• Task brief: Repeat each entry as written, dropping any picture you find.

• Data to process:
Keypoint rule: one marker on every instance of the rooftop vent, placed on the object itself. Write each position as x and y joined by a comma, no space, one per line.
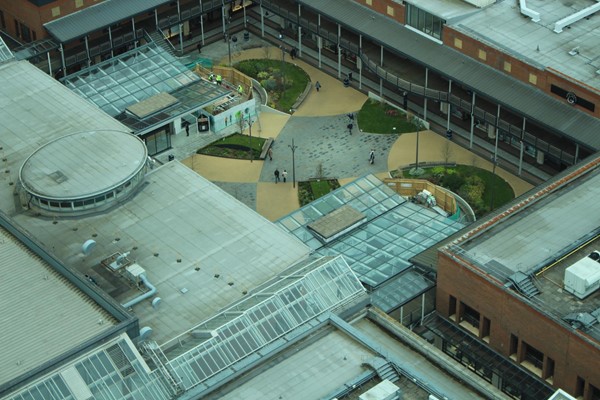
583,277
583,321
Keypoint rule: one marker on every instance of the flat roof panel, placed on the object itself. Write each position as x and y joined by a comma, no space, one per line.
43,315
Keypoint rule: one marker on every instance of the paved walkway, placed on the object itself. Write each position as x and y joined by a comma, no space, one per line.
324,147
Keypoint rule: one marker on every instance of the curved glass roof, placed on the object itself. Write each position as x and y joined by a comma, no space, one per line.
263,318
380,248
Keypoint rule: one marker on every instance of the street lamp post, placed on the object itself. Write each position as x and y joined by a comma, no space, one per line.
282,69
494,163
293,147
416,170
250,133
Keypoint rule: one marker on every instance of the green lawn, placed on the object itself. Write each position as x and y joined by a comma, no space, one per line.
284,82
378,117
235,146
309,191
454,178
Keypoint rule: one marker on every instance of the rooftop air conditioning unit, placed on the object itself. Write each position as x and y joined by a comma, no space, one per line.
133,273
583,277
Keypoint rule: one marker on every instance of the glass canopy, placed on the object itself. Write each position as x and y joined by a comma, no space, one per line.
116,371
379,249
139,74
265,317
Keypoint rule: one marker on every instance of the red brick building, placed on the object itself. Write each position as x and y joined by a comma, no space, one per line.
525,281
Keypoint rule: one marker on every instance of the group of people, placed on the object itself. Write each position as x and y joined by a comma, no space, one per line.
283,175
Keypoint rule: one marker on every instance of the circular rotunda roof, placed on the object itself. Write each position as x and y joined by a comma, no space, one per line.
83,165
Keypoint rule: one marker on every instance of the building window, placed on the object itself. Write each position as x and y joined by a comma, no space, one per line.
424,21
452,307
533,359
485,329
548,371
513,346
25,33
579,387
533,79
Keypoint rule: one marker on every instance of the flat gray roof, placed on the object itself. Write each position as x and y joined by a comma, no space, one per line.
557,219
98,16
540,232
84,164
526,99
504,27
35,110
178,222
43,315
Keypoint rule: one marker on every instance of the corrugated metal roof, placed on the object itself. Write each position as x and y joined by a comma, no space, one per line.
510,93
43,315
99,16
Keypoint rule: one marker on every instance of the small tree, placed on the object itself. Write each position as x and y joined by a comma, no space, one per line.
267,51
446,151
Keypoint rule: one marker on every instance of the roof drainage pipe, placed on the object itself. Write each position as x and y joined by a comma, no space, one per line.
143,296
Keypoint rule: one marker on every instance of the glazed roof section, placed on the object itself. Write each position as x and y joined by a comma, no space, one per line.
469,73
140,74
114,370
263,318
98,16
380,248
43,314
5,53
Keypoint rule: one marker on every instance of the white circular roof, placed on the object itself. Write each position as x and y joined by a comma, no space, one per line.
83,164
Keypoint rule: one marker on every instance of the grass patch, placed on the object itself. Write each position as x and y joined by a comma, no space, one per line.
284,82
235,146
475,185
309,191
380,117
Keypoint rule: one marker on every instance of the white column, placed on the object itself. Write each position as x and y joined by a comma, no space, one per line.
359,61
472,120
449,105
299,31
425,101
339,49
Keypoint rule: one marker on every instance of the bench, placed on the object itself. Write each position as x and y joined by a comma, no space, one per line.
266,147
302,97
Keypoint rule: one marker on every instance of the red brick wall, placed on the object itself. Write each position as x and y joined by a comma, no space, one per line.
521,70
35,17
572,355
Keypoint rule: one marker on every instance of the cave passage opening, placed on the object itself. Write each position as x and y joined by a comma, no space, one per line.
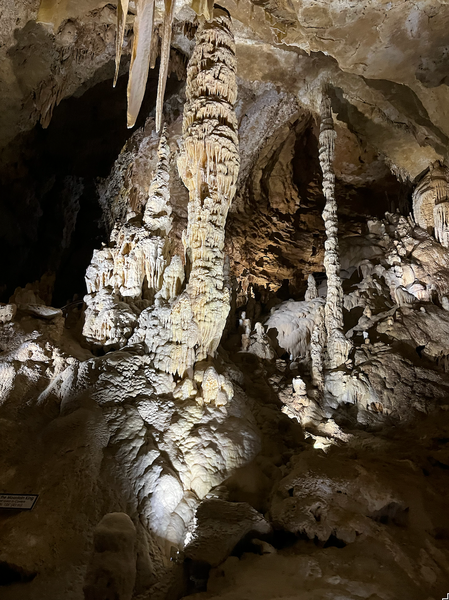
51,220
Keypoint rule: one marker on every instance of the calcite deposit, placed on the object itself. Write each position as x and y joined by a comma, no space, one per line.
224,331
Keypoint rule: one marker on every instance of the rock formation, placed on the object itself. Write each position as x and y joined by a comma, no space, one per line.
137,256
251,399
190,329
338,347
431,202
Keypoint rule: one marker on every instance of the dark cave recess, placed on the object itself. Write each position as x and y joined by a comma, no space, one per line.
50,219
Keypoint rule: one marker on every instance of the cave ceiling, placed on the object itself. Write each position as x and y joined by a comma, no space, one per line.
386,63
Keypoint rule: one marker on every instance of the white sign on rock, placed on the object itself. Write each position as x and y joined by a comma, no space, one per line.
18,501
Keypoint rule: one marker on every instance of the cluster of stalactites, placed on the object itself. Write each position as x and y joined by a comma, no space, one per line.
143,54
431,202
209,167
338,346
210,162
136,257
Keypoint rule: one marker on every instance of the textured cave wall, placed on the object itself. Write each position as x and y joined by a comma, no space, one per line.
247,476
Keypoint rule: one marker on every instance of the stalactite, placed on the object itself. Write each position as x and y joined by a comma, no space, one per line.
140,58
441,221
431,191
338,346
311,292
138,253
188,328
122,11
165,59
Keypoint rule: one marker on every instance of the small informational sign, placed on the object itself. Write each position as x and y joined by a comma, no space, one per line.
18,501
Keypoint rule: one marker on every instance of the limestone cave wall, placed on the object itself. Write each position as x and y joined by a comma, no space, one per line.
224,356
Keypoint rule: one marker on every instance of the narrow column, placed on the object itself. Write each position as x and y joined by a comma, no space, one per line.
338,347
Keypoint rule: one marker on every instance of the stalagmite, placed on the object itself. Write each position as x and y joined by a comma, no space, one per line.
338,346
317,344
140,58
122,11
165,59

• Answer for this exercise:
Keypoint rule: one marker on every instance of the rooftop vent, placed on the object itself. Write each position as x and y joined by a comma, no space, one per line.
583,277
583,321
Keypoint rule: one marker on every instance of the flat roof panel, placed on the object itself. Write each position as x and y joined by a comma, no space, one per line.
43,315
Keypoint rule: one marker on every instance of the paved walkway, placed on the object itself. Write each position as x and y joined by a comma, no space, one per line.
324,147
Keypoint rule: one marker on every instance of the curved glass roof, placed on the object itself. Write each position as x and y joined by a comma, no space, one per line.
263,318
380,248
Keypoint rule: one marker on every instance of the street lamp post, placed on the object itself. Write each position as x and y joined by a comma, no space, one per line.
282,69
494,163
293,147
416,170
250,133
Keypoint rule: one marker on every instance of the green lawn, placed on the object itself. Write each position as x and y joined by a comma, no space, one per line.
284,82
378,117
235,146
309,191
454,178
Keypoint rule: one marker on every instance of the rooftop air conditioning unit, placed on the object itself. Write each position as x and y joined by a comma, no space, one per line.
133,273
583,277
Keypoint rule: one marker on every instance of the glass canopy, placed on the object itself. Write each position as x and y joined by a comma, no space, one per line.
116,371
379,249
139,74
265,317
Keypoint rule: one marker on every instance of the red brick building, placed on the object itself. Write each position as x and y joined by a comma, no space, one per line.
525,281
Keypoint rule: one marker on every instance of the group of people, placed on the object itself. Write each position as x and y joined by a comma, no space, one per line.
283,175
Keypoint rule: one marker on every instance of the circular rotunda roof, placed on the object itself. Write each position as x and y joined by a comma, no space, one per line.
83,165
Keypoint rule: one marker on every instance of the building window, placed on the object itself. Write each position as x and y joined by a comma, no space, one per line.
424,21
452,307
533,359
485,329
548,371
513,346
25,33
579,387
533,79
Keypoint rule: one marker on every instance of the flat gray roof, placed on the object itself. Write each position as x and y joined by a comma, no space, one per line.
557,219
98,16
540,232
84,164
526,99
504,27
35,110
178,222
43,315
Keypoint rule: one marker on every instance of the corrugated metal roof, placed on the object itself. Write each position as x and y joined by a comma, no space, one per line.
510,93
43,315
99,16
Keypoint rule: one marker on every instance of the small tree, placed on the object itself. Write each position as x and y joined by a comma, no space, one per line.
267,51
446,151
Keypoint rule: one marker on every instance of the roof drainage pipe, placed on the object itself. Write each position as x and y joined by a comma, no space, one per line.
143,296
Keypoint rule: one marker on every instance of the glazed roof section, placed on the object itself. Write each position as x and y joined by a comma, no space, one per line.
469,73
140,74
114,370
263,318
98,16
380,248
43,314
5,53
Keypoint rule: one marker on every instance of the white circular roof, placed on the object itself. Write each position as x and y joined by a comma, no space, one per line.
83,164
Keypoint rule: one marker on every instance of the grass patch, placed on the object itself. Write each position as x and y joined by a comma, no space, one per line.
284,82
235,146
475,185
309,191
380,117
Keypoint rule: one marker on every instance of the white column, placed on the object itself. Write each position as x and y joined by a comma, no space, one per line.
359,61
472,120
449,105
299,31
425,101
339,49
Keypoint rule: one marker on every instance of the bench, placed on the object itself. Write each position as x and y joined by a comma, no space, one per line.
266,147
302,97
Keypoint rule: one marker on every instance of the red brick wall, placed on the object itself. Write each position as x and y joined by a comma, no space, one per line.
521,70
35,17
572,355
Keypoint rule: one marker on every instance of the cave passage opening, placed on the object itself. Write each position as x and y joined by a comma, no space, one per line.
51,220
Keypoint rule: one marker on every instance of the calcite deposit, placed on the object itself. Write each position as x and y joined by a comma, no space, one per line.
224,331
Keypoint rule: one marker on every instance of the rock formation, placed on the object itself. Write each position as x and y joined by a comma, no space, one per line.
137,256
251,399
190,329
338,347
431,202
Keypoint rule: one marker on every instance of the dark cave recess, placed on the object itself. Write each position as x and y joined by a comma, no space, one per line.
50,219
Keypoint rule: one marker on every instance of the cave ceiling, placed on the object itself. Write each position as x and y joined by a comma, no space, one per line.
386,63
Keypoint rule: one marker on every instance of the white sign on rock, placed on the object itself. Write each position as x and y joined by a comma, no space, one per line.
18,501
Keypoint rule: one marker on every instance of the cluster of stalactites, placed on the object itself. Write each position as x and y joined by a comma, no space, one per line.
143,54
431,202
209,167
338,346
210,162
136,257
Keypoint rule: one marker on every instance of the textured cave wall, placed on the object itself. Write each position as x and y joined by a comma, no space, one per line.
247,476
Keypoint rule: one marker on every instance of the stalactite, placed on the object itself. Write each position as x and y joined by a comma, no space, one per line.
140,58
441,221
431,191
338,346
311,292
138,253
188,328
122,11
165,59
Keypoint rule: one marker on every instance of the small informational sign, placed on the object itself. Write each position as x and y joined by a comma, no space, one per line.
18,501
Keypoint rule: one marker on every instance of the limestone cave wall, placed on the object itself. Write each position as x and y joined by a comma, no space, one per line.
224,356
Keypoint rule: one marker on every instance of the narrow column, placed on the object itself. Write each position as x and y joined by a comma, no space, one per line.
338,347
Keypoint rule: one marker on every instance of the stalagmite, placed on the object itself. Write each position as x and y joined by a comma, no space, one per line.
338,346
317,344
140,58
122,11
165,59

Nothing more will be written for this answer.